◆ **WORK TO BE COMPLETED**
Please quote only the lines that start at the one with "find the blue running" and go on to the last line of the data, both ends kept.

::: STORED RECORDS :::

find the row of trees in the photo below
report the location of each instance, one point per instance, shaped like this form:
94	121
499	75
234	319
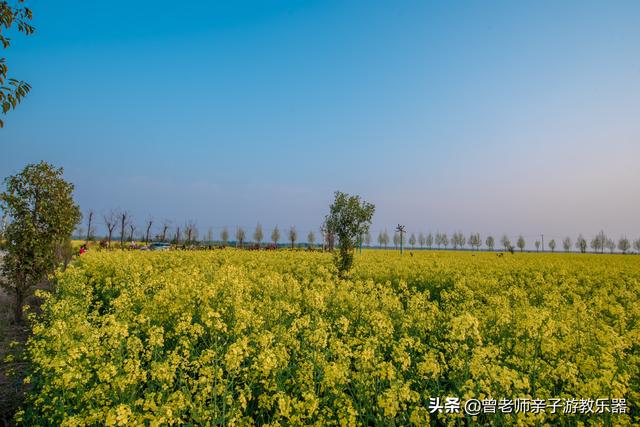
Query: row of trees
121	225
598	244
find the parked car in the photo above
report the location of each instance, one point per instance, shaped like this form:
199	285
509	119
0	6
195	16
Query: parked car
159	246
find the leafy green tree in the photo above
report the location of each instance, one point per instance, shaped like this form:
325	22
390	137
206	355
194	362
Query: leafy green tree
11	90
42	215
348	218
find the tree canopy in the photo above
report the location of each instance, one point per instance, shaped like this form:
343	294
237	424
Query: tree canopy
42	215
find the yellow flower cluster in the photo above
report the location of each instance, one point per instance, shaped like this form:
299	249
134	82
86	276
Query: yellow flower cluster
275	338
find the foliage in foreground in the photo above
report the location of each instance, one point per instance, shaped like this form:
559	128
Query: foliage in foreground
241	338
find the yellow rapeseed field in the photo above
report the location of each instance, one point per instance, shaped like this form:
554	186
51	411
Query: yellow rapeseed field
231	337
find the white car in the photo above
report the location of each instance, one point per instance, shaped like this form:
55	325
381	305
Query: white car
159	246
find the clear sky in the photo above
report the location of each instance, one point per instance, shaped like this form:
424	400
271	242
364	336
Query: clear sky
493	116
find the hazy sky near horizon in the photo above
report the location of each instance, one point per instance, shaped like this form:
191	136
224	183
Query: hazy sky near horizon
496	116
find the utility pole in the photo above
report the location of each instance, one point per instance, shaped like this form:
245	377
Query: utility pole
400	229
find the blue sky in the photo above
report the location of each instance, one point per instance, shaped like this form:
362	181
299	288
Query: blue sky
516	117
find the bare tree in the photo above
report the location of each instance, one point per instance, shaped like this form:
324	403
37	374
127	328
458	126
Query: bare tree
89	226
124	221
110	221
240	235
147	234
293	235
506	242
275	236
490	242
475	241
190	232
165	228
258	235
132	228
421	239
367	238
624	245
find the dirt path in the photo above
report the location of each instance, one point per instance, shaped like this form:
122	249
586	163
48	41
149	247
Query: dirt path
11	387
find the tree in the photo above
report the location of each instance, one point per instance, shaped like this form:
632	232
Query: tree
599	242
165	228
240	235
610	244
12	91
367	238
110	221
490	242
89	226
293	236
3	226
624	245
456	240
148	230
505	242
178	236
349	218
429	240
124	221
475	241
132	228
42	214
258	235
190	232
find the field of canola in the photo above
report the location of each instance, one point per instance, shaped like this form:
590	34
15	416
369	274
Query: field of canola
254	338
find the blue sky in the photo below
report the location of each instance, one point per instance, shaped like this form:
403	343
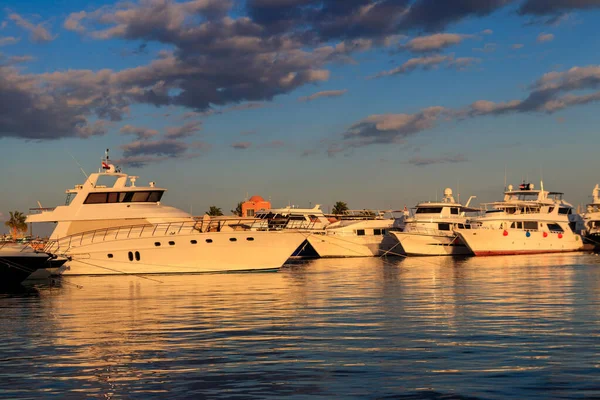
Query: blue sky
377	103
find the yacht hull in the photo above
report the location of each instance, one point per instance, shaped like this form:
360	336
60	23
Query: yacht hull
490	242
189	253
417	244
337	246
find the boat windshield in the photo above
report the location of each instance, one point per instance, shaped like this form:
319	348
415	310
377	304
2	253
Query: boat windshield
124	197
70	197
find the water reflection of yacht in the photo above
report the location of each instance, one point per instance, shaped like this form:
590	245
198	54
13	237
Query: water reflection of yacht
124	228
355	233
431	231
526	221
592	219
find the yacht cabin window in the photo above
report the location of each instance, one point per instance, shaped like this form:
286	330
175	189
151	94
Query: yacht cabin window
555	228
124	197
429	210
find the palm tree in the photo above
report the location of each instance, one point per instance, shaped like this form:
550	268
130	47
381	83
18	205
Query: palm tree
16	223
214	211
340	207
238	210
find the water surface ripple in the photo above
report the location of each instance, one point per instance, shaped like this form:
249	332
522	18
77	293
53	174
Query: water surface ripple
433	328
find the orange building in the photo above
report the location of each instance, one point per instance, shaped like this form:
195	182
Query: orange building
250	207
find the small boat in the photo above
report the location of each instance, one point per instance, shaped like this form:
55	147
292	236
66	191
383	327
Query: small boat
431	231
527	221
18	262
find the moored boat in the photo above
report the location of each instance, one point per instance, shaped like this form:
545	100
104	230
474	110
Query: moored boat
527	221
111	226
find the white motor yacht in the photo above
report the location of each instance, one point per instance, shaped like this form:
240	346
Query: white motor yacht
591	219
527	221
431	231
18	262
111	226
362	233
356	233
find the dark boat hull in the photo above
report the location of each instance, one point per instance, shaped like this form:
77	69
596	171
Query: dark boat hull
14	269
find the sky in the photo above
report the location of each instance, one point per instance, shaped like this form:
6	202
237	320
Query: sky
380	104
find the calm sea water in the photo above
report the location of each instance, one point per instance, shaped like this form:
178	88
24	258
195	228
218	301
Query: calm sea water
478	328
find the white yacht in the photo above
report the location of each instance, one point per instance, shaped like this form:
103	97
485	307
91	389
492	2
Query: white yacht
18	262
362	233
591	219
431	231
527	221
121	228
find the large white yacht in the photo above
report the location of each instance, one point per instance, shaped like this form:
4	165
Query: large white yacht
591	218
111	226
431	231
18	262
527	221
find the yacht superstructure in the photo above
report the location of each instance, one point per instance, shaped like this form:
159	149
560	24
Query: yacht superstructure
111	226
361	233
430	232
527	221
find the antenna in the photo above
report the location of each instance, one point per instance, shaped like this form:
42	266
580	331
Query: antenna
77	162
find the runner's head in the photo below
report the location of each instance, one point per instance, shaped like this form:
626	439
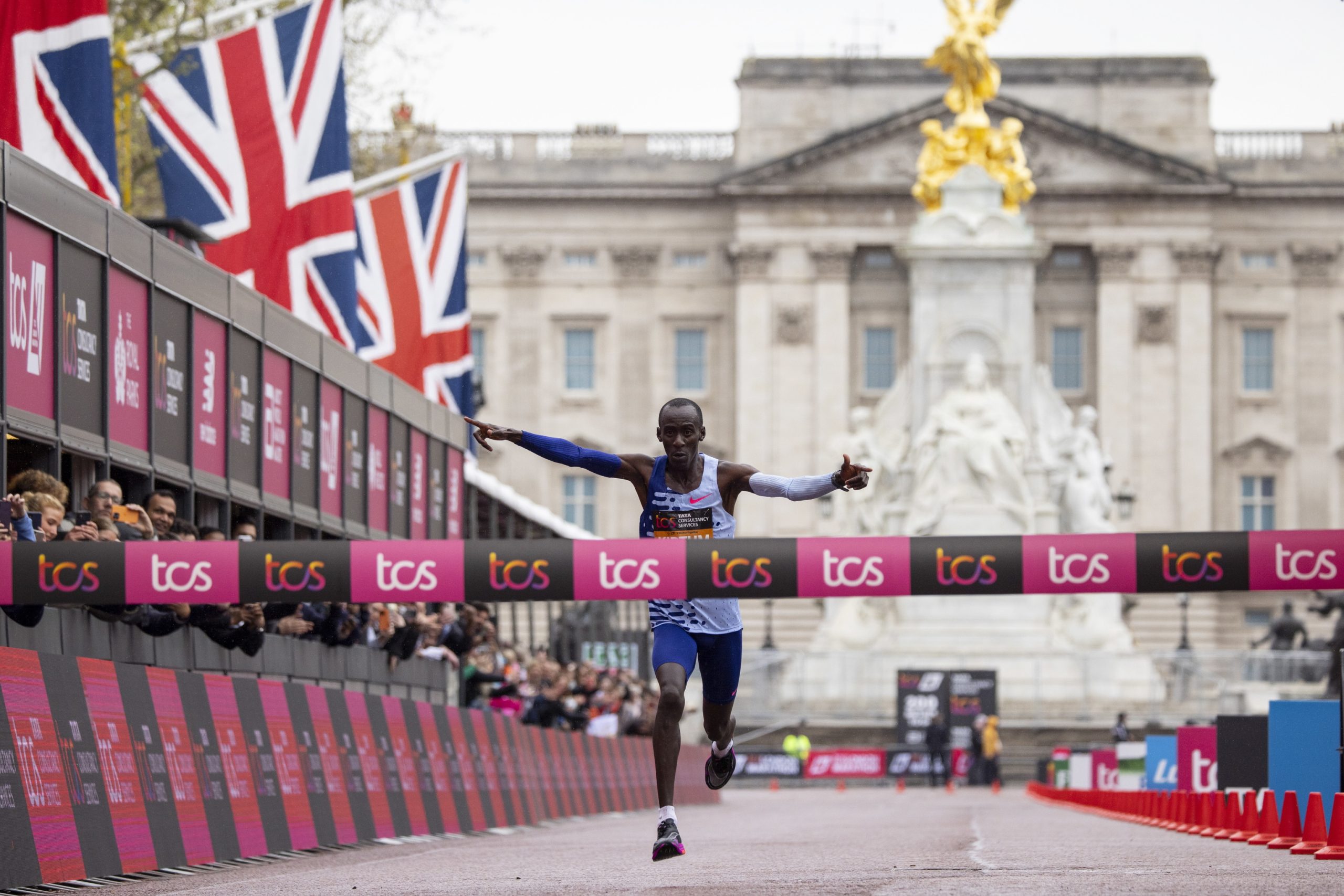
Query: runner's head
680	430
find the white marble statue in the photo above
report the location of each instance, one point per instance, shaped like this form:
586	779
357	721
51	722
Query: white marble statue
970	450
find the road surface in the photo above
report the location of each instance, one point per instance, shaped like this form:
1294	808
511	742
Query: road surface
804	840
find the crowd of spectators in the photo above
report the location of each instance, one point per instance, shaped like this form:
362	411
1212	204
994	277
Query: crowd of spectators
494	673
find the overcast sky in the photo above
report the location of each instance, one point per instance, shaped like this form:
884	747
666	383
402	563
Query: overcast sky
658	65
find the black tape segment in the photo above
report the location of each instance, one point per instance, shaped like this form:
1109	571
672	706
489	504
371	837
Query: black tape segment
311	763
261	760
78	745
19	863
355	786
210	769
424	773
151	765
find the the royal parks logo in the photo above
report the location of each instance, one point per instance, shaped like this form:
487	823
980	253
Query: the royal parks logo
523	570
295	571
69	571
1193	562
742	568
965	565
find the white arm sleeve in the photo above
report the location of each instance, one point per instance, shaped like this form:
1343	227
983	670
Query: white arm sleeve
800	488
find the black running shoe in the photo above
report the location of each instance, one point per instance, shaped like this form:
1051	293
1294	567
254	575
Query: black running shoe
668	846
718	770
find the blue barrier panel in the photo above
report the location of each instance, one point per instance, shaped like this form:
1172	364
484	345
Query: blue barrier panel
1304	738
1160	762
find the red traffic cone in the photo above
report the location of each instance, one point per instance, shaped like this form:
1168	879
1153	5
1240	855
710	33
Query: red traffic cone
1314	832
1289	824
1213	813
1249	824
1268	825
1335	841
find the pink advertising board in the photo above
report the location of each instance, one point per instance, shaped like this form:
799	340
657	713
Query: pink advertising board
1078	563
1196	758
378	469
275	424
854	567
456	489
1288	561
210	406
128	362
182	571
30	297
330	456
406	571
629	570
420	484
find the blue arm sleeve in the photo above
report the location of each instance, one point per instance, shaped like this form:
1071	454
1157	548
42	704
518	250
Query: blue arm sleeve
570	455
23	529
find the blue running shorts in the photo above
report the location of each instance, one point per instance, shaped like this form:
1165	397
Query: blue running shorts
721	659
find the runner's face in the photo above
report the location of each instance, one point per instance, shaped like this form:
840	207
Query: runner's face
680	433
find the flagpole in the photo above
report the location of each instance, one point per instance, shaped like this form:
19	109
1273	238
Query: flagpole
401	172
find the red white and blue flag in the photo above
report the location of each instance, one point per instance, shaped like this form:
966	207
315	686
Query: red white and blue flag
412	273
56	89
253	150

:::

◆ **ANSWER FOR THE TASK**
find the blue running shorts in the photo above
report the location of each instance, one point per instance, shaped like this form:
1165	397
Query: blue running shorts
721	659
find the runner's face in the photo above
report the location of each instance, one point per instance, shaped like this form:
840	207
Query: runner's face
680	433
find the flagpole in the photo above
report the location of each instance, one point per instance, shaped like this form:
19	109
1273	238
Query: flagpole
401	172
find the red white and blue flag in the photo above
report the location of each instance, one point per instance, shaped like this form:
966	207
315	686
Query: red white and blue flag
412	273
56	89
253	150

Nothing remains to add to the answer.